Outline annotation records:
▽

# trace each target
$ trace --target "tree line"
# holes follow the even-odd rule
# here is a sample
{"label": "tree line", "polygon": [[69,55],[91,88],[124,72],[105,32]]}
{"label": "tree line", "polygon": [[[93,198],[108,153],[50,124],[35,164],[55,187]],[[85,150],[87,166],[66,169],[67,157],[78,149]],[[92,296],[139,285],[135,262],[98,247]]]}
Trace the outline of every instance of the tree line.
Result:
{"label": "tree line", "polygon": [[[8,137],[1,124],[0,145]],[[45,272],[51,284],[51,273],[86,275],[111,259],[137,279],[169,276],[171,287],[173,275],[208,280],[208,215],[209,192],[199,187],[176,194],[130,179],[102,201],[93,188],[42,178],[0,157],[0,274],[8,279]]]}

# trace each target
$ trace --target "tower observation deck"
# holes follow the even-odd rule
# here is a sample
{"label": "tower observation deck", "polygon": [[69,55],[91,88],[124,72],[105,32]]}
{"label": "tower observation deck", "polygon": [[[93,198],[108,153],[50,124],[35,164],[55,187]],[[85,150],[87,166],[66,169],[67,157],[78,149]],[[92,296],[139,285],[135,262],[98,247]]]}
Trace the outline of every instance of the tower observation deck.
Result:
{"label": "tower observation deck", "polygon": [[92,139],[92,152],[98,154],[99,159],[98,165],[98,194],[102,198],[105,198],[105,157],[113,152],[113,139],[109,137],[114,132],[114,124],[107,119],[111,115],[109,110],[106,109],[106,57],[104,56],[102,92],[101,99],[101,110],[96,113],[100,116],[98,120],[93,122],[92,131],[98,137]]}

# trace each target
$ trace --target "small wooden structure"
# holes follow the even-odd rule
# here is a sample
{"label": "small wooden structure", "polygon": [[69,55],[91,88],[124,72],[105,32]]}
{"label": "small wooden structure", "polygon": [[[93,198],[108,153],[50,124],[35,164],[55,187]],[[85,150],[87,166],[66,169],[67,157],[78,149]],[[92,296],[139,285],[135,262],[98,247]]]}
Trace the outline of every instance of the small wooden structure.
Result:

△

#### TASK REQUIREMENTS
Recast every line of the listing above as a Markdown table with the columns "Row" and "Line", numbering the rows in order and leaving out blank lines.

#### CORRECT OUTPUT
| Row | Line |
|---|---|
| 1 | # trace each target |
| 2 | $ trace --target "tree line" |
| 3 | # holes follow the even-odd rule |
| 4 | # here is a sample |
| 5 | {"label": "tree line", "polygon": [[69,55],[91,88],[124,72],[105,32]]} |
| 6 | {"label": "tree line", "polygon": [[[93,198],[108,153],[50,124],[35,164],[55,187]],[[85,150],[87,166],[66,169],[67,157],[78,149]],[[92,296],[139,285],[135,262],[98,247]]]} |
| 7 | Trace the outline of every instance of the tree line. |
| 8 | Result: |
| 9 | {"label": "tree line", "polygon": [[[8,137],[1,124],[0,145]],[[45,272],[51,284],[51,273],[86,275],[111,259],[137,279],[169,276],[171,287],[173,275],[208,280],[208,215],[209,192],[199,187],[176,194],[130,179],[102,201],[93,188],[42,178],[0,157],[0,274],[8,279]]]} |
| 10 | # trace each target |
| 11 | $ trace --target "tower observation deck" |
| 12 | # holes follow the even-odd rule |
| 13 | # here is a sample |
| 14 | {"label": "tower observation deck", "polygon": [[69,55],[91,88],[124,72],[105,32]]} |
| 15 | {"label": "tower observation deck", "polygon": [[[93,198],[108,153],[50,124],[35,164],[55,187]],[[85,150],[87,166],[66,169],[67,157],[78,149]],[[92,296],[139,285],[135,262],[98,247]]]} |
| 16 | Trace the outline of every instance of the tower observation deck. |
| 17 | Result: |
| 18 | {"label": "tower observation deck", "polygon": [[92,139],[92,152],[98,154],[99,159],[98,165],[98,194],[102,198],[105,198],[105,157],[113,152],[113,139],[109,137],[114,132],[114,124],[107,119],[111,115],[109,110],[106,109],[106,57],[104,56],[102,92],[101,99],[101,110],[96,113],[100,116],[98,120],[93,122],[92,131],[98,137]]} |
| 19 | # trace each target |
| 20 | $ trace --target "small wooden structure" |
| 21 | # holes follow the even-odd rule |
| 22 | # here is a sample |
| 23 | {"label": "small wooden structure", "polygon": [[69,55],[91,88],[124,72],[105,32]]} |
| 24 | {"label": "small wooden structure", "polygon": [[[93,198],[108,153],[50,124],[35,164],[55,187]],[[85,150],[87,166],[66,169],[67,157],[78,149]],[[92,296],[139,285],[135,262],[98,247]]]} |
| 25 | Trace the outline of every instance of the small wooden structure. |
| 26 | Result: |